What to work on:
Can you edit everything from the start of the items down to and including the line that contains "holes: even-odd rule", swapping "outline" for "contour" and keeping all else the same? Leave the pictures out of your answer.

Begin Data supplied

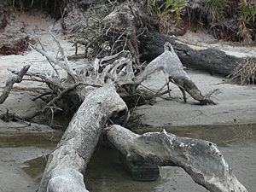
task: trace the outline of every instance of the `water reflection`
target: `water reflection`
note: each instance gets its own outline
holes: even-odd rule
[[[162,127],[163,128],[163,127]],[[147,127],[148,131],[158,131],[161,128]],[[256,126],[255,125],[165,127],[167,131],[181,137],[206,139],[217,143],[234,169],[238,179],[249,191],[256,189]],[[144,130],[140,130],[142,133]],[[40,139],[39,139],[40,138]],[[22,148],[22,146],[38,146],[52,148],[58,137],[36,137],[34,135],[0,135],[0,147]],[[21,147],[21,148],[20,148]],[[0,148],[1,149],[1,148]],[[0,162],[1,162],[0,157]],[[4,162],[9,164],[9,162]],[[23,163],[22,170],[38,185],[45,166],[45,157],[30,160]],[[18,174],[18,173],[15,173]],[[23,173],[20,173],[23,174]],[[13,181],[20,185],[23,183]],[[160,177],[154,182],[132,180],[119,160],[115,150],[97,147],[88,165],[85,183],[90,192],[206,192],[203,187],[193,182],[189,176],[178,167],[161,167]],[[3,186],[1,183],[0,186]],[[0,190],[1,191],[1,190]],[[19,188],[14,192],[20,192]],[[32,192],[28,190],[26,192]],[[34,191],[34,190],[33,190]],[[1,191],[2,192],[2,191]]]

End Data supplied

Output:
task: trace the contour of every instance of the `water reflection`
target: `water reflection`
note: each instance gets its own contour
holes: even-odd rule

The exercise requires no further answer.